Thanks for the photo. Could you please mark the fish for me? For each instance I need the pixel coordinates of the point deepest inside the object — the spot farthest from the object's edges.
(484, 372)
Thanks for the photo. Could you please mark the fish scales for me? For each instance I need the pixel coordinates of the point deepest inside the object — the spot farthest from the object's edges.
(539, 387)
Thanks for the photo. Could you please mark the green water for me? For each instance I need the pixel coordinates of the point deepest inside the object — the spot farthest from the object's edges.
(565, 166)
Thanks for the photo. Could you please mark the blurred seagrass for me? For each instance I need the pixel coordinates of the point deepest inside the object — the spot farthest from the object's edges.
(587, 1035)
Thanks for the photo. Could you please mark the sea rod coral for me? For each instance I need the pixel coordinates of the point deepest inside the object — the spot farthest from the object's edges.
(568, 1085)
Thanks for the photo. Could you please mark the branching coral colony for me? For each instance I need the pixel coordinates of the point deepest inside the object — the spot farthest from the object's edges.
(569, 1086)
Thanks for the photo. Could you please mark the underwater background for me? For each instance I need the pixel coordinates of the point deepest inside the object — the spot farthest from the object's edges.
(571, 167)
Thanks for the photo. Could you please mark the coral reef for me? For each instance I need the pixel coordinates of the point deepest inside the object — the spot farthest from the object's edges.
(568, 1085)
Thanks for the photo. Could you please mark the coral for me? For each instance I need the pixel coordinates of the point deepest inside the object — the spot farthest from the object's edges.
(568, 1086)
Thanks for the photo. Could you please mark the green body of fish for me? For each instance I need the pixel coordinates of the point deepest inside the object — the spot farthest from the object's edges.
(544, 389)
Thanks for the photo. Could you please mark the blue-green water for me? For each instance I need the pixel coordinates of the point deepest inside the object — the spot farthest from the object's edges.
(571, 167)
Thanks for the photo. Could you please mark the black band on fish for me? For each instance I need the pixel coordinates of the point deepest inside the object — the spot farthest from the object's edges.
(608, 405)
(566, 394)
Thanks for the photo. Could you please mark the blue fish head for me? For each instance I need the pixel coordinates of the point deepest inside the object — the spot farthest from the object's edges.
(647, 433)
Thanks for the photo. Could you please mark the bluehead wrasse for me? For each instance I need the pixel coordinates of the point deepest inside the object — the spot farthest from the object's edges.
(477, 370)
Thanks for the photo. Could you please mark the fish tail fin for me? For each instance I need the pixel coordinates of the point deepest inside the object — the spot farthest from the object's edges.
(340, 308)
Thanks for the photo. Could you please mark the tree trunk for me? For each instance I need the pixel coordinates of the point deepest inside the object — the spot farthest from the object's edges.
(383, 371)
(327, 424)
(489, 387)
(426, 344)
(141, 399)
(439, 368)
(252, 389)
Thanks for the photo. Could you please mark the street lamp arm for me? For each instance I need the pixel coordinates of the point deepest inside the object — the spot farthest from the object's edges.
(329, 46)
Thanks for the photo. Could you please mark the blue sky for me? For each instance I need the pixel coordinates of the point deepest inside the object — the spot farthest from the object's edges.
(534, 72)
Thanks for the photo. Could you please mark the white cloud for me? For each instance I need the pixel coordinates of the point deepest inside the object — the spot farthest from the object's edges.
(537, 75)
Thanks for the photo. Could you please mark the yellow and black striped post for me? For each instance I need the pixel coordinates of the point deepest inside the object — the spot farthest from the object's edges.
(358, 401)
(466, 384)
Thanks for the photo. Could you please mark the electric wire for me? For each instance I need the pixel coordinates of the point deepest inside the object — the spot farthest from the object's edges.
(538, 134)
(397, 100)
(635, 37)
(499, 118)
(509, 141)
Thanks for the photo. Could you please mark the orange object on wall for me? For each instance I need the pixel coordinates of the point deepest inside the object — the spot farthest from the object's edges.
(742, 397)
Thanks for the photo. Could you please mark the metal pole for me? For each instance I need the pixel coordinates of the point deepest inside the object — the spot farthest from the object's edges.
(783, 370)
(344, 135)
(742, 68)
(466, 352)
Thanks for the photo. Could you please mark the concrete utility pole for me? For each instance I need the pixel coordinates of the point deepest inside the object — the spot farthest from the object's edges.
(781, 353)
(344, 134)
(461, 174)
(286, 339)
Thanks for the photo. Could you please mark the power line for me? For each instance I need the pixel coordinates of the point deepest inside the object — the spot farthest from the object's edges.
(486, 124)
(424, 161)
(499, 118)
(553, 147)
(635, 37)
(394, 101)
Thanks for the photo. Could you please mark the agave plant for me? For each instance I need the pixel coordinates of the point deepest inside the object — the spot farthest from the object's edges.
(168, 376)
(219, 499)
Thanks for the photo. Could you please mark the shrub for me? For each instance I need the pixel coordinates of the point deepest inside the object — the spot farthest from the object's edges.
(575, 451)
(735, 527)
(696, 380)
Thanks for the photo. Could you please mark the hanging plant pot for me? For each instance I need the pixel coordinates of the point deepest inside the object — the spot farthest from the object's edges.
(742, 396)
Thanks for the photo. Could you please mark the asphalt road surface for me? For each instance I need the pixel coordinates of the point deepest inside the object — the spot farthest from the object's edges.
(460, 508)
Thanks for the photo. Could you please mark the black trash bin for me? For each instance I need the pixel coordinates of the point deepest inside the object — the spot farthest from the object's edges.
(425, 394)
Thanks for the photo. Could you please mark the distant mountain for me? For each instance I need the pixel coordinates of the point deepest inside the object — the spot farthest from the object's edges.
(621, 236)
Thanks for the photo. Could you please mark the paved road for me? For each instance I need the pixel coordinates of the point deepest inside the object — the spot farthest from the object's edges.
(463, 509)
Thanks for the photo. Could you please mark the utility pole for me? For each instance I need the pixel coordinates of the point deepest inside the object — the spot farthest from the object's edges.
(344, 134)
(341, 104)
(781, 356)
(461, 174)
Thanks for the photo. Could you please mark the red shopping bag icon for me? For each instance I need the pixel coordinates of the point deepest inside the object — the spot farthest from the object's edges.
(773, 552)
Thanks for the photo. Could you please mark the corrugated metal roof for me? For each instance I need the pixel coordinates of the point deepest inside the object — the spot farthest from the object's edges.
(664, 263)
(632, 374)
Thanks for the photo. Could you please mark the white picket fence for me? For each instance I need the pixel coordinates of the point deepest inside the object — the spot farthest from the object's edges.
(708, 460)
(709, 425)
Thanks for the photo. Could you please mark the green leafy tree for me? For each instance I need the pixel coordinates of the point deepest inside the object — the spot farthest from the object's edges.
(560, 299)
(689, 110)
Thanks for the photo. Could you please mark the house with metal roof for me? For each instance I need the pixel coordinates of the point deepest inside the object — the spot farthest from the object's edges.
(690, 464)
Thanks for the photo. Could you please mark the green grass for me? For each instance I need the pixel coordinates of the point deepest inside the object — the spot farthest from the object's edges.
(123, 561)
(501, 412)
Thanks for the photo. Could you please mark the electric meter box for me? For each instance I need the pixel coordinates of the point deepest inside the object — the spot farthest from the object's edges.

- _Short task_:
Quote the line that contains "Thanks for the photo. Could you please mark the white picket" and each line after it through the end of the data, exactly, leaving out everything else.

- _Answer to the task_:
Thanks for the photo. Could you please mark the white picket fence for me? For each instance I need the pixel coordinates of the point deepest inside the object — the spot farthest from the object's edges.
(708, 460)
(709, 425)
Thanks for the photo. Could you please mark the green leafy tree for me? For each instance I need the pixel coordinates of the point deepest inside the object — the spot farthest from the object's edges.
(560, 299)
(689, 110)
Thanks for the photo. Could you please mark the house with metal roof for me? For each instance I need the pixel coordinates of the point deepest inside the object — the spot farthest from the object's edges.
(690, 464)
Thanks for the photo. Could you please mark the green grass for me? For each instance I need the pixel coordinates of the point deepest inside the object — the spot farthest from the object's edges.
(123, 561)
(501, 412)
Thanks for the photo. Could you please mark the electric meter box for me? For each instance I need the pixel coordinates of the point deepest inside the object — the spot farthest from the object's edges.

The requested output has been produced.